• [Given entries]:
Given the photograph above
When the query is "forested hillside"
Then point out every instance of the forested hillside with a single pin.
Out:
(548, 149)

--

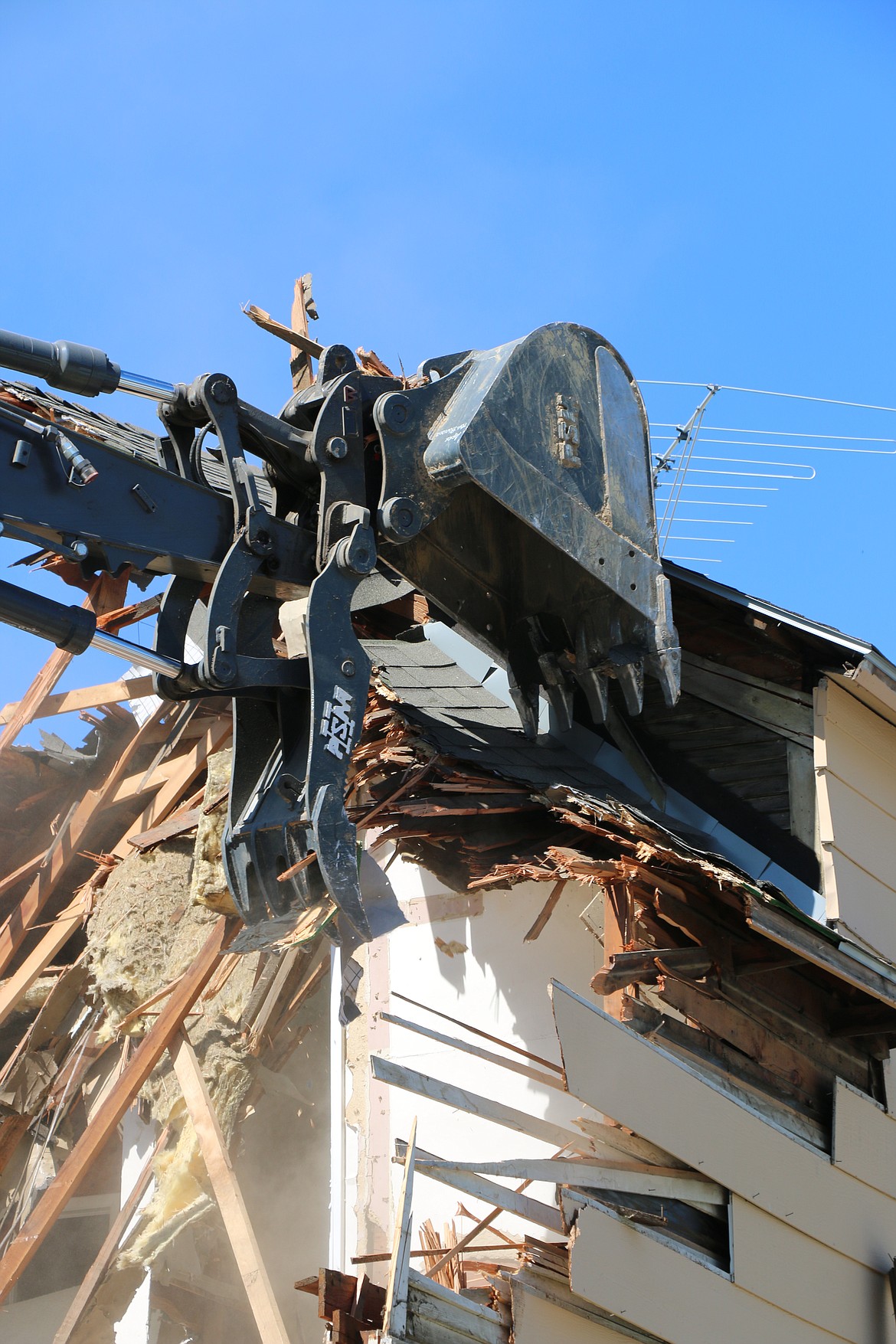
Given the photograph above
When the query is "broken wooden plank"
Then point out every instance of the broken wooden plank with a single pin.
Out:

==

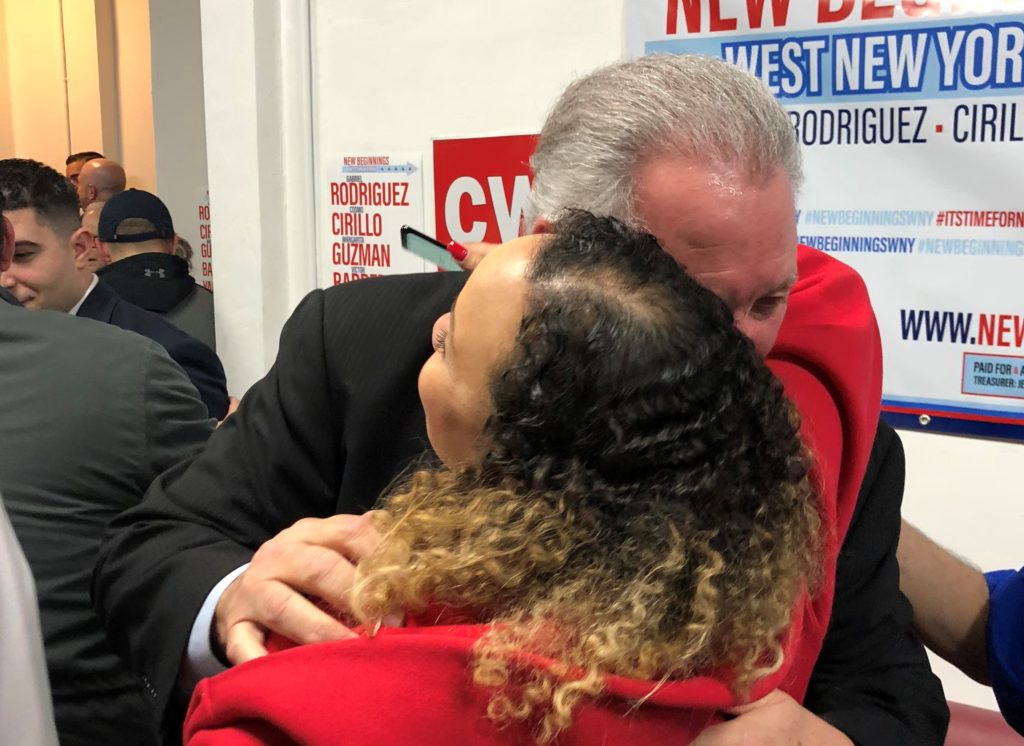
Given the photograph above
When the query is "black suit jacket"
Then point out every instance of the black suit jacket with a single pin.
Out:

• [Task requirements]: Show each line of the data above that contains the string "wooden". Case counts.

• [Solution below]:
When the query is "broken wooden plank"
Then point out every instance of the broken wooden plank with a single pin.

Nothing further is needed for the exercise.